◆ Task description ◆
Update the lines below so that each "annotate" becomes "mark" and nothing else changes. Leave the pictures out of your answer.

◆ Data to process ◆
-------------------------

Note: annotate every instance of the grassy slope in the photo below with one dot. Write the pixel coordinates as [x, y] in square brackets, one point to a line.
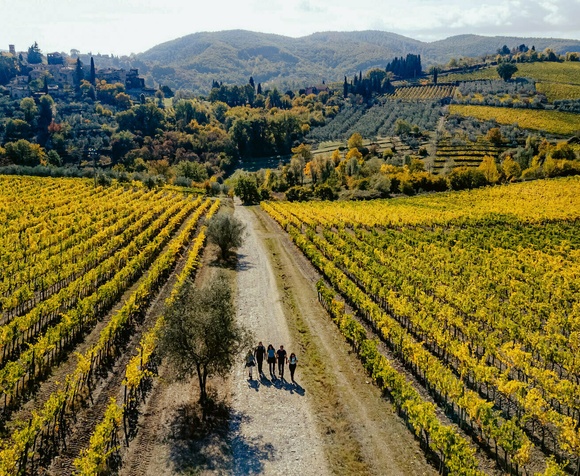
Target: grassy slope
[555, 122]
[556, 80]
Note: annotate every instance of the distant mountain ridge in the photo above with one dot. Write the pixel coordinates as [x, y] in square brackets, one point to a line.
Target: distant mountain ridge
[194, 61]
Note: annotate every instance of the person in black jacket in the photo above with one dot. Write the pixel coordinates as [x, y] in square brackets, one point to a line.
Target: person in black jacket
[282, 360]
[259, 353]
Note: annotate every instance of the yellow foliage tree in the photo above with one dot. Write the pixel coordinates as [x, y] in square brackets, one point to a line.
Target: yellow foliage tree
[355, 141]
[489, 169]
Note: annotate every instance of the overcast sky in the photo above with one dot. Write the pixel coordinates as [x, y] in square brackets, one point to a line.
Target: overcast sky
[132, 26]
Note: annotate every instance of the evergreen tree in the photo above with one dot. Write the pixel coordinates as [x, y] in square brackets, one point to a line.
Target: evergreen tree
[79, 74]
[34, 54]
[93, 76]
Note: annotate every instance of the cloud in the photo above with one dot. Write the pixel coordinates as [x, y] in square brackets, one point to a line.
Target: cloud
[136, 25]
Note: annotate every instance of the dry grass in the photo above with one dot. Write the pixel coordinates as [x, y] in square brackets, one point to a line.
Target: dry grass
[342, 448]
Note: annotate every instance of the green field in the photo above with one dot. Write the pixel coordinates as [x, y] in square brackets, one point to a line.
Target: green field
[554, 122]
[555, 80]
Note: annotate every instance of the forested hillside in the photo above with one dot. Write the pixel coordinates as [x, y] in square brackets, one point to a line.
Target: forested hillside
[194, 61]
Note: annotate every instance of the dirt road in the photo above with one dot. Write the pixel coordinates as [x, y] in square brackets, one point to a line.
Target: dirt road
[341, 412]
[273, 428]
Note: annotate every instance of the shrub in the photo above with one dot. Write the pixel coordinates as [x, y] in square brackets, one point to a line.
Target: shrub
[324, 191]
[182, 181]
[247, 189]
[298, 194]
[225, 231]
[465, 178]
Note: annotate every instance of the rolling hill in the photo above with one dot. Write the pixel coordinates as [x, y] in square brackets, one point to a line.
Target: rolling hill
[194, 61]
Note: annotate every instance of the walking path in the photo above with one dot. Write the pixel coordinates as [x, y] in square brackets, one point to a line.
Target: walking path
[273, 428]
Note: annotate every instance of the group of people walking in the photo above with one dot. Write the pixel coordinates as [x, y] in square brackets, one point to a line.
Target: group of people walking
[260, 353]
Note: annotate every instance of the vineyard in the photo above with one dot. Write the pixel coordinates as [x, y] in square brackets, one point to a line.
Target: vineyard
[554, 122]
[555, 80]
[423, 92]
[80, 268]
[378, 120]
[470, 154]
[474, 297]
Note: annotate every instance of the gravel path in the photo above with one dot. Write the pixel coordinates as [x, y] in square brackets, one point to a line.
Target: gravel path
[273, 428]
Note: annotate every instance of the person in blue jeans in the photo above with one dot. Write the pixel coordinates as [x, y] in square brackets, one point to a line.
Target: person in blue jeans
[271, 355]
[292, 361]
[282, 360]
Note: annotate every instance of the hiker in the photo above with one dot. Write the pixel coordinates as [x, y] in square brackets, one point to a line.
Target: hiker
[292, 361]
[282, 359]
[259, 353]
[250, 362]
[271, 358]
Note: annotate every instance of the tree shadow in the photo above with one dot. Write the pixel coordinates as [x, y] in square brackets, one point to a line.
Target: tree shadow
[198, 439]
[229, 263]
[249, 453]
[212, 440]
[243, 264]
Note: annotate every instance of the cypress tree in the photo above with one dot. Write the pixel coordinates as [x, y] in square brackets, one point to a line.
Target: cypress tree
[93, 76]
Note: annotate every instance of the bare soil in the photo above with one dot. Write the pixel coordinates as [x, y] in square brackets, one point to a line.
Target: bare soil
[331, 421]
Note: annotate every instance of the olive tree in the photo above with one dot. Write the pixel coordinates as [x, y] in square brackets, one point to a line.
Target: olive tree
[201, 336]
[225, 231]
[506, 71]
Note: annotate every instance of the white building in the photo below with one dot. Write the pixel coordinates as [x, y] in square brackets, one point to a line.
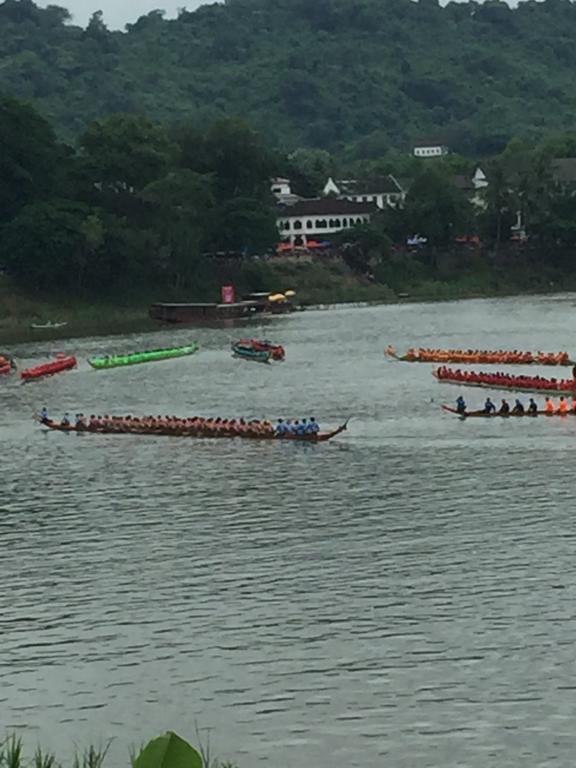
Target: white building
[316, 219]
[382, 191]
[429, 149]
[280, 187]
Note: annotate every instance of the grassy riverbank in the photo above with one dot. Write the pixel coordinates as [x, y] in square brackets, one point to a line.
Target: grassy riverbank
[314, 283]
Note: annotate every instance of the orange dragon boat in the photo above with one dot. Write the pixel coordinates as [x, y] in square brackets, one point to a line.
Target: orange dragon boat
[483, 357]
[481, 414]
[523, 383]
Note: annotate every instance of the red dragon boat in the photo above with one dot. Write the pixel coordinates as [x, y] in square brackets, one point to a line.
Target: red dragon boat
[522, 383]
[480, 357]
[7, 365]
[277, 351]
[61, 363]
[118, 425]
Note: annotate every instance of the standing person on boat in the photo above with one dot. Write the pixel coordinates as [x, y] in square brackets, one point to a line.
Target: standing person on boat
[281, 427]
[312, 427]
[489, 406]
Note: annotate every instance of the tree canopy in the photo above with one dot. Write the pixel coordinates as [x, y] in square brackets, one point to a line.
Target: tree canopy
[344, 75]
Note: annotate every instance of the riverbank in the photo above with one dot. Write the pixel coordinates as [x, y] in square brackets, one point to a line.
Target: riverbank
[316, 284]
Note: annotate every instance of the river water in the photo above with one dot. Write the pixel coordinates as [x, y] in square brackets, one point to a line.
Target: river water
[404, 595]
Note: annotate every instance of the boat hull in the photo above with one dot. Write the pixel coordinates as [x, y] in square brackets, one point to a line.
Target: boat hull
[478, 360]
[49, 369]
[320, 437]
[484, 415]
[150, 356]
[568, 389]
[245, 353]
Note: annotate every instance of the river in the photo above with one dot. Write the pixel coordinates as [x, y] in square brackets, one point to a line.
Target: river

-------------------------

◆ Full response ◆
Note: mark every instance of the grassy slope in the photo below with one dot. Write the pixel coordinates as [x, y] in square brackets, one point to a line.
Target: grassy slope
[555, 122]
[556, 80]
Note: mark every instance of the distant mountain ridge in the photo above with one dot. Write the pixel coordinates as [x, y] in square brackets, one point to a line.
Target: distant mountain ridge
[194, 61]
Note: mark every instance of the person in black jacket in the photo above with one dot. Write the pixel coordinates as [x, y] in square brackets, one point to a line.
Target: person in black jacket
[282, 360]
[259, 353]
Note: mark every instance of the yellow foliage tree in the photo above with one dot. Write the pixel coordinates as [x, y] in square brackets, one point to a line.
Target: yellow foliage tree
[355, 141]
[489, 169]
Note: mark every instance of the overcast sky in the photo above with one dot. Write the pixel coordinates as [x, y] in square brackets, one point to a line.
Target: overcast sky
[132, 26]
Note: mark every instance of the evergreen tree in the photo above with one dot. Write the pixel coordinates as [x, y] in square brackets, one point to a line.
Target: evergreen tree
[79, 74]
[34, 54]
[93, 76]
Note: mark every instance of the cloud in the photo above with one dot. Write the pixel coordinates as [x, y] in square brackets, one point to a line.
Target: cloud
[136, 25]
Note: mark every instance of the dry grass in the photo above with one dot. Write the pixel coordinates as [x, y] in square brackets, one point to a line.
Target: dry grass
[342, 448]
Note: mark every instance of the green field in the photo above with one dot. Write the pixel coordinates as [x, y] in square brackets, one point to a line.
Target: green field
[554, 122]
[555, 80]
Note: mark every instance of the forested hillside in the photo above with one dot. Write the pixel coordinates as [x, y] in square brackets, one point to a line.
Target: forested hillside
[194, 61]
Note: mark every instance of the dirt road in the photo above with one dot. Write the pixel coordinates as [x, y] in square brackets, one point to a line.
Target: dirt road
[341, 412]
[273, 428]
Note: mark every instance of the shrub in the photo above with one dot. Write the pixel coordinates as [x, y] in square brackets, one point to a line.
Target: shrub
[324, 191]
[182, 181]
[247, 189]
[298, 194]
[225, 231]
[465, 178]
Note: mark every instance of the rolling hill in the photo above with one dot. Write the pixel coordinates as [x, y] in square brackets, one point to a line.
Target: rolling hill
[194, 61]
Note: mark every instance of the walking path in the photo above with one dot. Write the pixel coordinates as [x, y] in square brackets, one point to a line.
Target: walking path
[273, 428]
Note: mark every instance of the group of people walking in the photo above with one dot. Write the pixel coordinates as [x, y] in square brackets, one point to a line.
Target: group of people walking
[260, 353]
Note: mark every instance of the vineyard in the photo above with one dot. Write the pixel coordinates as [x, y] in square brackets, one point to a line.
Target: vineyard
[554, 122]
[555, 80]
[423, 92]
[80, 268]
[378, 120]
[470, 154]
[474, 297]
Note: mark every instance of the gravel path in the photo above with one dot. Write the pixel coordinates as [x, y] in square brackets, one point to a line.
Target: gravel path
[273, 428]
Note: mark every instance of the person in blue jeans in the photo above with one dot. Write the pixel coordinates as [x, y] in square brackets, one point to a line.
Target: person in blue jeans
[271, 355]
[292, 361]
[282, 360]
Note: mark every instance of the hiker in the photo above with one dot. Write the pixel coordinates as [x, y] in square brackets, one point to a line.
Target: hiker
[292, 361]
[282, 359]
[259, 353]
[250, 362]
[271, 358]
Note: mark every instance of the tree shadow in the photo above with one dot. Write the pixel coordinates as [x, y] in square brackets, one point to a line.
Target: tree shadow
[198, 439]
[229, 263]
[249, 453]
[212, 440]
[243, 264]
Note: mark every instance of the cypress tree in the photo above with one dot. Write the pixel coordinates as [x, y] in square brackets, one point to a line.
Target: cypress tree
[93, 76]
Note: mark every instance of the bare soil in the photo above with one dot. Write the pixel coordinates as [x, y] in square brackets, one point to a line.
Target: bare soil
[331, 421]
Note: mark every instance of the olive tree in the photo above with one dot. Write the pixel coordinates as [x, y] in square brackets, one point to a line.
Target: olive tree
[201, 336]
[225, 231]
[506, 71]
Note: mark every instance of the white building in the photo below with one dot. Write the pixel coordinates as [x, y] in square brackets, one point to a line.
Target: white building
[316, 219]
[382, 191]
[429, 149]
[280, 187]
Note: mark every instance of the grassy riverbank in the photo above with one dot. Write the pixel coordinates as [x, y] in square brackets, one point to a line.
Target: grassy riverbank
[314, 283]
Note: mark every instance of the orange dragon boat in the photo above with one dot. Write the pixel coordinates as [x, y] in square brackets, one point to a line.
Target: orange dragon boat
[483, 357]
[481, 414]
[523, 383]
Note: mark every instance of the red dragon boat in the photo above with one dot. Write the pixel coordinates as [x, y] in square brackets, one point to a line.
Target: red dragon boat
[522, 383]
[480, 357]
[7, 365]
[277, 351]
[61, 363]
[118, 425]
Note: mark every instance of the standing person on boat in the photo above with one dot. Write the pixel coordinates as [x, y] in square brackets, one point to a line.
Target: standing person on boat
[281, 427]
[312, 427]
[489, 406]
Note: mark every instance of the tree canopy in the photo above with one dot. Write the pixel coordinates as [x, y] in square brackets, one point to a line.
Target: tree canopy
[344, 75]
Note: mark every instance of the riverbank in the photo above with one dot. Write the pixel coordinates as [x, y] in square brackets, one point to a line.
Target: riverbank
[316, 284]
Note: mark every instance of the river water in the photo above with one dot. Write the pixel coordinates as [x, y] in square brackets, one point to a line.
Target: river water
[404, 595]
Note: mark every instance of the boat hull in the photo above with one dot. Write the pixel coordinates as [x, y] in square brackets, one point to a line.
Target: boat hull
[478, 360]
[49, 369]
[320, 437]
[484, 415]
[150, 356]
[568, 389]
[245, 353]
Note: mark every instance of the river in the photo above with one dot. Write the pixel coordinates as [x, y] in square brackets, one point to a line.
Target: river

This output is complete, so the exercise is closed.